• Data to process

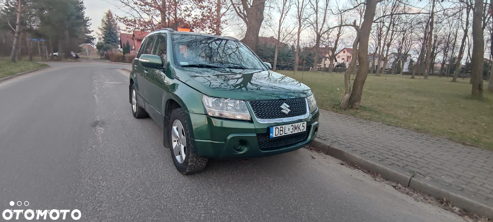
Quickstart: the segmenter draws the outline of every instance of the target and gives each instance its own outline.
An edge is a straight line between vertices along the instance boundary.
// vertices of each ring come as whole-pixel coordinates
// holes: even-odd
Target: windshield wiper
[[[196,68],[221,68],[224,69],[226,67],[223,67],[221,66],[212,66],[211,65],[207,64],[188,64],[188,65],[182,65],[182,67],[196,67]]]
[[[250,69],[248,69],[247,68],[244,67],[243,66],[228,66],[228,67],[226,67],[226,68],[229,68],[229,69],[239,69],[239,70],[249,70]]]

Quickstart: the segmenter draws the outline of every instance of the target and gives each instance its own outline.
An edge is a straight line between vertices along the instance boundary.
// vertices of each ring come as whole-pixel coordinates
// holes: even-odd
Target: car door
[[[163,65],[166,66],[167,63],[167,38],[165,34],[159,34],[156,35],[156,40],[154,41],[154,47],[151,54],[156,55],[161,57],[163,60]],[[154,108],[160,116],[162,116],[164,105],[163,98],[166,96],[167,85],[166,75],[162,69],[147,69],[148,74],[151,77],[151,84],[147,89],[149,90],[148,103]],[[160,123],[163,122],[160,120],[156,120]]]
[[[139,60],[138,58],[143,54],[150,54],[152,50],[152,45],[154,43],[155,37],[155,36],[151,36],[146,37],[144,42],[141,46],[142,50],[139,50],[139,54],[136,57],[137,59],[134,60],[134,67],[136,70],[137,81],[139,82],[139,93],[141,95],[141,96],[144,99],[144,101],[147,103],[148,103],[147,101],[149,99],[149,93],[148,92],[149,89],[148,89],[149,85],[151,84],[150,81],[151,77],[148,74],[149,72],[147,69],[142,66],[142,64],[141,64],[141,62]],[[147,110],[147,107],[144,107],[144,108],[146,110]]]

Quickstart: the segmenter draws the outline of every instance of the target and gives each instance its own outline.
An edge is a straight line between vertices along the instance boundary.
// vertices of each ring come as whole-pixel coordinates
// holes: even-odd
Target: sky
[[[84,5],[86,6],[86,16],[91,18],[91,30],[93,35],[96,36],[95,31],[101,24],[103,15],[108,9],[113,11],[115,6],[111,4],[111,0],[84,0]]]

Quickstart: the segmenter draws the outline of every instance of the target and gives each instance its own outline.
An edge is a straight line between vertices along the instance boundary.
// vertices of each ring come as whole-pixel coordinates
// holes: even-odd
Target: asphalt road
[[[50,65],[0,83],[1,211],[78,209],[84,222],[463,221],[305,148],[181,175],[160,128],[132,115],[120,70],[130,66]]]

• Problem statement
Rewrite the listing above, replacing every "whole-pixel" with "integer" and keeping everything else the same. Leave out the pictures.

• Result for this exercise
Quickstart: the segmenter draws the outline of every instance of the target and gives each instance its own outline.
An edge is a straight line between vertices along the instance boundary.
// vertices of each ring come as integer coordinates
// holes: even-odd
Target: windshield wiper
[[[196,68],[221,68],[224,69],[226,67],[223,67],[221,66],[212,66],[211,65],[207,64],[188,64],[188,65],[182,65],[182,67],[196,67]]]
[[[250,69],[248,69],[247,68],[244,67],[243,66],[228,66],[228,67],[226,67],[226,68],[229,68],[229,69],[239,69],[239,70],[249,70]]]

Quickstart: the segmenter draws the outline of every instance of the target and gives each instance its own outline.
An edge is a straight line between vertices along the instance boundary.
// vertices of each ring come as integer coordinates
// holes: even-odd
Target: car door
[[[163,65],[166,66],[167,63],[167,38],[165,34],[159,34],[156,35],[156,40],[154,41],[154,47],[151,54],[156,55],[161,57],[163,60]],[[154,108],[160,116],[162,116],[164,105],[163,98],[166,96],[167,85],[166,75],[162,69],[147,69],[148,74],[151,77],[151,84],[147,89],[149,90],[148,103]],[[160,123],[163,122],[160,120],[156,120]]]
[[[139,60],[138,58],[143,54],[150,54],[152,50],[152,45],[154,43],[155,37],[155,36],[151,36],[146,37],[144,42],[141,46],[142,50],[139,50],[139,54],[136,57],[137,59],[134,60],[134,67],[136,70],[137,81],[139,82],[139,93],[141,95],[141,96],[144,99],[144,101],[147,103],[148,103],[147,101],[149,99],[149,93],[148,92],[149,89],[148,89],[149,85],[151,84],[150,81],[151,77],[148,74],[149,72],[147,69],[142,66],[142,64],[141,64],[141,62]],[[147,110],[147,107],[144,107],[144,108],[146,110]]]

Quickstart: the segmenter draws the outline of every instance of the target and gives each instance its own outline.
An edge is a straight line between vertices along the instance boundary.
// vertices of each ring come as integer coordinates
// holes: even-odd
Target: sky
[[[84,5],[86,6],[86,16],[91,18],[91,30],[93,35],[96,36],[95,31],[101,24],[103,15],[108,9],[113,11],[115,6],[111,4],[111,0],[84,0]]]

Quickstart: the segmenter draws the outline of every instance of the target and gives each instance its own outline.
An edge is a straight line between vertices along the instance boundary.
// vertices of each ring come as integer coordinates
// holes: even-odd
Target: asphalt road
[[[50,65],[0,83],[1,211],[78,209],[84,222],[463,221],[305,148],[181,175],[160,128],[132,115],[120,70],[130,66]]]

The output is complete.